As the author of a book on the politics of the Iran-Contra affair (especially the congressional hearings), I was pleased to see Michael Kinsley's " Lies, Damned Lies, and Impeachment" on impeaching Reagan and Bush. Clearly the issues then were of much greater constitutional import.
Besides quoting Rep. Henry Hyde, you could have also quoted Rep. Bill McCollum and Sen. Orrin Hatch. Hatch told North: "I don't want you prosecuted. I don't. I don't think many people in America do. And I think there's going to be one lot of hell raised if you are." McCollum (now one of the House managers, I believe) told North that he had "served your country admirably" and that he was "a dedicated, patriotic soldier" for whom McCollum and the country was "grateful." These statements were made, of course, after North (under a grant of immunity) proclaimed that he had previously misled and lied to Congress. And, as you point out in your piece, these were issues involving life and death--not only TOWs in Iran but also aid to the guerrilla fighters in Nicaragua, who were regularly implicated in killing peasant villagers and others.
Keep up the good work.
--Amy Fried, author of Muffled Echoes: Oliver North and the Politics of Public Opinion
University of Maine
Who's an Artist? Who Cares?
As an artist, I was very pleased to see Jacob Weisberg's review of the current crop of biographies in "Lives of the Artists." His conclusion that the lives of the artists provide little (or no) illumination of their artistic production is entirely accurate. To understand the work, look at the work and understand its aesthetic context. Literary insights are to be found in other writing--criticism, theory, philosophy, art history, and the artist's own writing. Visual creativity is driven by a variety of elements (social, political, cultural, intellectual, theoretical, aesthetic); an artist's physiology, by virtue of idiosyncrasies of the mechanics of vision, has more effect than the artist's psychology on his or her work.

※

Requirement 1 —
From the letters on Iran-Contra and artists' biographies, reproduce everything from "Besides quoting Rep." down to "villagers and others.".
Requirement 2 —
List every member of Congress named in the letters on Iran-Contra and artists' biographies.

※

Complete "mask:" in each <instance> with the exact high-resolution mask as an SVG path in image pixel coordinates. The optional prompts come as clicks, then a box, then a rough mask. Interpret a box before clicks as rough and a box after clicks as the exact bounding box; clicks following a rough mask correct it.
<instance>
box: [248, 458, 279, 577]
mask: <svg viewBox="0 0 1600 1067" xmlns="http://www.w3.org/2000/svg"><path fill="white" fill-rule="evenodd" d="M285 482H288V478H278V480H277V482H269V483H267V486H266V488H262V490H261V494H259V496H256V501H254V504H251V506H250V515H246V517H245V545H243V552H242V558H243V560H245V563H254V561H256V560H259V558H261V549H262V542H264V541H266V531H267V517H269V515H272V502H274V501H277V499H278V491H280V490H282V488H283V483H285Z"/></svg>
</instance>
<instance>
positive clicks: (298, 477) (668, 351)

※

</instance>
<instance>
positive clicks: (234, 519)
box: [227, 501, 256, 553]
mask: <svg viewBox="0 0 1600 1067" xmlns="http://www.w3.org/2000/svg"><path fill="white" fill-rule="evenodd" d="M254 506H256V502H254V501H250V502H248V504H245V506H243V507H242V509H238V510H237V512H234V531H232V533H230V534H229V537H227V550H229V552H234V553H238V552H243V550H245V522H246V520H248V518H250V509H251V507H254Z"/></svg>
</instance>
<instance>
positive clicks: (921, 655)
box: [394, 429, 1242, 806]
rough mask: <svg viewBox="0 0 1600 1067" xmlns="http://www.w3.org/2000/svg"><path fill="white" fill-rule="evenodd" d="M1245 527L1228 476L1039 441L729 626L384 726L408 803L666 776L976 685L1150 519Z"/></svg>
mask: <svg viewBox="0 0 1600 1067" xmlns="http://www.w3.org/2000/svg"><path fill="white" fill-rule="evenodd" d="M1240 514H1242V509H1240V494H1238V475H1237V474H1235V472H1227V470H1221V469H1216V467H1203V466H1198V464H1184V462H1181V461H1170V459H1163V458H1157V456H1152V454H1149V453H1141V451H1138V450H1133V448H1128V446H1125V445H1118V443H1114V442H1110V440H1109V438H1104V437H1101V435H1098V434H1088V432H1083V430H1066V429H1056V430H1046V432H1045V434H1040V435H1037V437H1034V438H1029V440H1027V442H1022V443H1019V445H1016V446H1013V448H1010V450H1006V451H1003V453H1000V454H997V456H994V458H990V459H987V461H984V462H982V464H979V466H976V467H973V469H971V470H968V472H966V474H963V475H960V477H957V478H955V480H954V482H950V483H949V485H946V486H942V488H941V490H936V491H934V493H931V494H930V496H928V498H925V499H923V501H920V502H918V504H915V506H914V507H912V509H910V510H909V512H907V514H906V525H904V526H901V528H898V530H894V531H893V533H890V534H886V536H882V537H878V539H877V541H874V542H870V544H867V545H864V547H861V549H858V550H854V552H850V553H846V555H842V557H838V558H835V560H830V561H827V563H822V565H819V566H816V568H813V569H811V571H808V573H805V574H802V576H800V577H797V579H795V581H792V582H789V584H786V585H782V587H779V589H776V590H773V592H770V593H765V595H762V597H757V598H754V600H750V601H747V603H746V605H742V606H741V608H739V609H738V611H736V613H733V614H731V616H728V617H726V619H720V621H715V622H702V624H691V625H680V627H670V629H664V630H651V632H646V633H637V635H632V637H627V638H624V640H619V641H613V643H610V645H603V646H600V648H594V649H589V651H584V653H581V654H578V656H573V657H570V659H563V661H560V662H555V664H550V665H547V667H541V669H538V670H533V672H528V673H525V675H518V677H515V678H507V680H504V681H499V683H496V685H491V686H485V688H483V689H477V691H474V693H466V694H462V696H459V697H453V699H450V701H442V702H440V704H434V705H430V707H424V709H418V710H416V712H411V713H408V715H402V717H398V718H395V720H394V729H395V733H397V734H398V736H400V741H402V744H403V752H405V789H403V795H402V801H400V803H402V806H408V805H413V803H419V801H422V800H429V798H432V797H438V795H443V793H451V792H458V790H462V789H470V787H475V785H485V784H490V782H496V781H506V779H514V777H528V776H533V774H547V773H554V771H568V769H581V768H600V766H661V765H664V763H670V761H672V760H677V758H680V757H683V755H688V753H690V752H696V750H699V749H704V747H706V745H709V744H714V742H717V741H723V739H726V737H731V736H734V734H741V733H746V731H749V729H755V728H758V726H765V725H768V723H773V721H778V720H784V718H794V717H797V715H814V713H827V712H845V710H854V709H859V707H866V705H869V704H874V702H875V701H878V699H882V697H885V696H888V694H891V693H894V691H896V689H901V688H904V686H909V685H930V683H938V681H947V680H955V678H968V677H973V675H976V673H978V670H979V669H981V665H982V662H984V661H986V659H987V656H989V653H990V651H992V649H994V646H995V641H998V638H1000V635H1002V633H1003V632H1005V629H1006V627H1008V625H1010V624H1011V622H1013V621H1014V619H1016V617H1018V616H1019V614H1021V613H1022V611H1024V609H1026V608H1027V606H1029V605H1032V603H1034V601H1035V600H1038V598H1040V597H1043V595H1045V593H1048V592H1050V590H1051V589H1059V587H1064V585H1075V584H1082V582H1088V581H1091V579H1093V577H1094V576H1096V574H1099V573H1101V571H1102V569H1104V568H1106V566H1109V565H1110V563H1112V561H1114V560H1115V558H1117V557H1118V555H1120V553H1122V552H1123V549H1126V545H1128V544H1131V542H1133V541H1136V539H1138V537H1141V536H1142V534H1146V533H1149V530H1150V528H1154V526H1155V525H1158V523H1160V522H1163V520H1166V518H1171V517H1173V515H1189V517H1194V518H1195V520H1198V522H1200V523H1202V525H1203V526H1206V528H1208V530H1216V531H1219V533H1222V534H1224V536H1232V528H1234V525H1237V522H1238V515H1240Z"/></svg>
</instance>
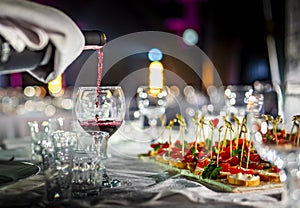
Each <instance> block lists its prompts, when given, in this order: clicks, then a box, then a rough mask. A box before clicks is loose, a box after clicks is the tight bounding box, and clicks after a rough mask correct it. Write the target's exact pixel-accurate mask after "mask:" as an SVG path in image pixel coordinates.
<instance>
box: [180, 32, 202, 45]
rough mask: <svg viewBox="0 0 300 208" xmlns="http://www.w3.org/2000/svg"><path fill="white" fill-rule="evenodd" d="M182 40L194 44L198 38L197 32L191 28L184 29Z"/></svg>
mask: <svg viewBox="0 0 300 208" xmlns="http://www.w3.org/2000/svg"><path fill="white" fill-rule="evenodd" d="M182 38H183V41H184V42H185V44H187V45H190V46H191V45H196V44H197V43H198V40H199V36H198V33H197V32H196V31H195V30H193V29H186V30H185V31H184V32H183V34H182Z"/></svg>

※

Written solution 1 —
Besides quoting Rep. Henry Hyde, you could have also quoted Rep. Bill McCollum and Sen. Orrin Hatch. Hatch told North: "I don't want you prosecuted. I don't. I don't think many people in America do. And I think there's going to be one lot of hell raised if you are." McCollum (now one of the House managers, I believe) told North that he had "served your country admirably" and that he was "a dedicated, patriotic soldier" for whom McCollum and the country was "grateful." These statements were made, of course, after North (under a grant of immunity) proclaimed that he had previously misled and lied to Congress. And, as you point out in your piece, these were issues involving life and death--not only TOWs in Iran but also aid to the guerrilla fighters in Nicaragua, who were regularly implicated in killing peasant villagers and others.

Written solution 2 —
Rep. Henry Hyde, Rep. Bill McCollum, Sen. Orrin Hatch